■ Exercice proposé a ■
Répondez aux questions suivantes à partir du passage fourni.
(i) En quelle année Haeckel fonda-t-il « l'Union des monistes » ?
(ii) Dans quel ouvrage Lénine parle-t-il de la tempête soulevée par les « Enigmes de l'Univers » ?
(iii) Quelles dates sont indiquées pour Hegel ?

■ Passage fourni ■
↓

HAECKEL Ernst (1834-1919). Grand naturaliste allemand, l’un des représentants les plus marquants du darwinisme ; il a développé et concrétisé la doctrine évolutionniste de Darwin (V.) par ses recherches (« Anthropogénie ou Histoire de l’Evolution humaine », « Morphologie générale des organismes » et autres).
Dans ses ouvrages, notamment dans ses « Enigmes de l’Univers », il soumet à une critique implacable l’idéalisme et le cléricalisme et s’efforce de créer un système matérialiste harmonieux, fondé sur les acquisitions les plus récentes de la science.
Il est vrai qu’il n’a pas toujours été conséquent dans sa lutte antireligieuse, mais durant la crise qui ébranla les sciences de la nature, quand de nombreux savants tournaient à l’idéalisme et à la religion, Haeckel fut du nombre des savants d’avant-garde qui défendirent avec acharnement le matérialisme des sciences de la nature (V.), luttèrent contre le machisme (V.), le néo-kantisme (V.) et autres courants philosophiques réactionnaires, idéalistes et agnosticistes, dans les sciences naturelles. Toutefois, il n’a pas su s’élever jusqu’au matérialisme dialectique qui seul permet de vaincre théoriquement, dans ce domaine, l’idéalisme et la religion.
En 1906, Haeckel fonda « l’Union des monistes » qui avait pour but la propagande de l’athéisme. Sa lutte franche et courageuse pour une science d’avant-garde et une conception matérialiste du monde a dressé contre lui la réaction bourgeoise et cléricale en Allemagne et à l’étranger.
Haeckel subit des brimades et des persécutions. « La tempête soulevée dans les pays civilisés par les « Enigmes de l’Univers » de Haeckel, écrit Lénine dans « Matérialisme et empiriocriticisme », a fait ressortir avec un singulier relief l’esprit de parti en philosophie dans la société contemporaine d’une part et, de l’autre, la véritable portée sociale de la lutte du matérialisme contre l’idéalisme et l’agnosticisme » (M. 1952, p. 407).
Haeckel exprimait les tendances matérialistes indécises de la plupart des naturalistes de la fin du XIXe et du commencement du XXe siècle, leur matérialisme spontané. De plus, Haeckel, de même que de nombreux autres savants favorables aux idées matérialistes, n’avait pas le courage de s’appeler un matérialiste, il payait la rançon du temps, était tributaire du « préjugé dominant des philistins contre le matérialisme » (Ibid., p. 408).
Ses conceptions sur la matière sont entachées d’hylozoïsme, il reconnaît l’animation universelle de la matière. De même que tous les matérialistes bourgeois, il restait idéaliste dans les questions sociales. Il transposa dans le domaine social la loi de la lutte pour la vie, formulée par Darwin ; il s’affirma social-darwiniste et propagandiste des idées réactionnaires du racisme (V.).
HASARD. V. Nécessité et hasard.
HEGEL Georg Wilhelm Friedrich (1770-1831). Grand philosophe allemand, qui joua un rôle considérable dans l’élaboration de la théorie dialectique du développement. Sa philosophie était idéaliste. Suivant son idéalisme « objectif » (ou absolu), une certaine « Idée absolue » mystique, préexistante à la nature et à l’homme, constitue le fondement du monde. De par son essence, c’est un principe actif, mais son activité ne peut s’exprimer que dans la pensée, dans la connaissance de soi.

↑

Entrées d'un jeu d'annotations par points
↓

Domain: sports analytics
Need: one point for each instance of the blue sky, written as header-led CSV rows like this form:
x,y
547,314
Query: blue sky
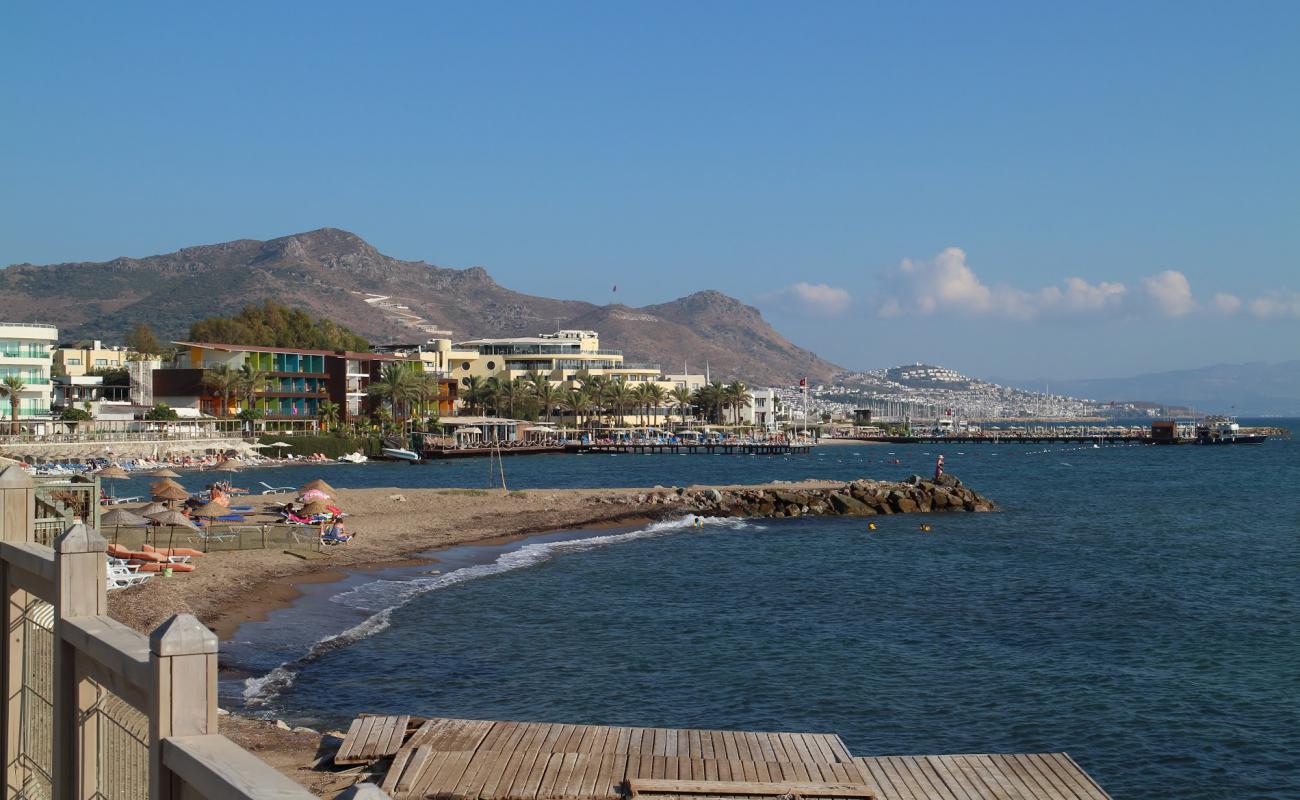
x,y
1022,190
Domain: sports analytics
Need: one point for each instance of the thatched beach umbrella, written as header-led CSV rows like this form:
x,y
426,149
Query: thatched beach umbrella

↑

■ Exercice proposé b ■
Relevez puis recopiez chaque ligne des entrées qui contient le mot « beach ».

■ Réponse complète a ■
(i) En 1906.
(ii) Dans « Matérialisme et empiriocriticisme ».
(iii) 1770-1831.

■ Réponse complète b ■
Need: one point for each instance of the thatched beach umbrella, written as header-led CSV rows like this form:
Query: thatched beach umbrella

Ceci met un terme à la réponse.